_Given instruction A:_
Please output the passage of the butyl tape thread from "Thanks MS for" to "well as Amazon." word for word.
------------------------------------------------------------------------
Thanks MS for the thread. I'm ready to start using the stuff. Made an Amazon order today. I'll start out with the new front cleat Saturday morning. 

Then, the other little repairs needing to be done. 

EDITED TO ADD: Last weekend I installed a new bow cleat on my boat. I'm very pleased with Butyl tape and the install job. My two live-a-board friends now are convinced that Butyl tape is the best thing since sliced bread, and they've borrowed some to use on their respective boats. Found a local RV supply place for a good source, as well as Amazon. 

Thanks Maine Sail. Everything on my boat will eventually be re-mounted with Butyl tape.


----------



## NoWet

*Butyl the way to go?*

I took off some teak to refinish, and as you can see there are some screw holes. Wondering if butyl tape is the way to re-install the screws, or do I need to do a full-on rebed -- drilling a bigger hole, filling with epoxy, then drilling the correct size for the screws, etc.

I see some spider cracks, so if using butyl tape, I should first bevel the holes a bit?

Thanks


----------



## mitiempo

Butyl is a good choice for sealant, as is Sika Flex 291 or 3M 4200. If the deck is cored you should overdrill and replace it with thickened epoxy in way of the fasteners. Countersinking the holes is important as well. Whatever sealant you use, when the fasteners are tightened it leaves a thin layer under the item. The countersink around the fastener holes creates an "O" ring of sealant where it is needed most. And it only takes a few minutes to do.


----------



## NoWet

Brian and others:
What type of "thickened epoxy" would you recommend?
------------------------------------------------------------------------
_Given instruction B:_
Find every line in the listing that contains the string "framed" and copy each one.

[Rows from a pointing dataset]
------------------------------------------------------------------------
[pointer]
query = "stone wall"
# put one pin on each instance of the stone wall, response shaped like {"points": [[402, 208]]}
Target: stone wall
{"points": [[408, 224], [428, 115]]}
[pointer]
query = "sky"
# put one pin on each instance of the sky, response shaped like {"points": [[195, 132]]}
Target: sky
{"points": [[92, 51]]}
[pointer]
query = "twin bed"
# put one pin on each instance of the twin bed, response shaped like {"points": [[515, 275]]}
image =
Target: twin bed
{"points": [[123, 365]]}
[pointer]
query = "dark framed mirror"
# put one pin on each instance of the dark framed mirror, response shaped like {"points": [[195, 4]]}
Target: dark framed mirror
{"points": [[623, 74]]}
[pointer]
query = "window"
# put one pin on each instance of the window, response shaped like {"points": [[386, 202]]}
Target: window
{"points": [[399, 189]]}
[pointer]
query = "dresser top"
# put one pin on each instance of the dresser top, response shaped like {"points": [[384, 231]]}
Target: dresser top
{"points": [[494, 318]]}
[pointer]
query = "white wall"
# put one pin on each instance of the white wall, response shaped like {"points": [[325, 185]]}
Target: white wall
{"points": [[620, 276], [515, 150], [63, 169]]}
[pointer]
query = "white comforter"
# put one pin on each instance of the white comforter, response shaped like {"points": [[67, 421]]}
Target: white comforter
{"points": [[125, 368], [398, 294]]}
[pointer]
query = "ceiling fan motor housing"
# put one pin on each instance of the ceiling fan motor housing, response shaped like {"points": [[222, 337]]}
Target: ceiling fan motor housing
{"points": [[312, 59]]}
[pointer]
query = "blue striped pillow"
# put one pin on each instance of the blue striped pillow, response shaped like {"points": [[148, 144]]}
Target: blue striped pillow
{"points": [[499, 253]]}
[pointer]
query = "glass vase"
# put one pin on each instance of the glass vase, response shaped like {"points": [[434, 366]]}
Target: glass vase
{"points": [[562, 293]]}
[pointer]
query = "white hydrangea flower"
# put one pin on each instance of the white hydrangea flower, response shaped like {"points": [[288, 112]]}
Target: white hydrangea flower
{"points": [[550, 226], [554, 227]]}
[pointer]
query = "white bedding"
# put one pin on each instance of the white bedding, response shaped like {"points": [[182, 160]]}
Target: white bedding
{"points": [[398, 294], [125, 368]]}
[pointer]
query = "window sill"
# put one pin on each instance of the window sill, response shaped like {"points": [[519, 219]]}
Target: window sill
------------------------------------------------------------------------
_Task answer A:_
Thanks MS for the thread. I'm ready to start using the stuff. Made an Amazon order today. I'll start out with the new front cleat Saturday morning. 

Then, the other little repairs needing to be done. 

EDITED TO ADD: Last weekend I installed a new bow cleat on my boat. I'm very pleased with Butyl tape and the install job. My two live-a-board friends now are convinced that Butyl tape is the best thing since sliced bread, and they've borrowed some to use on their respective boats. Found a local RV supply place for a good source, as well as Amazon.

_Task answer B:_
query = "dark framed mirror"
# put one pin on each instance of the dark framed mirror, response shaped like {"points": [[195, 4]]}
Target: dark framed mirror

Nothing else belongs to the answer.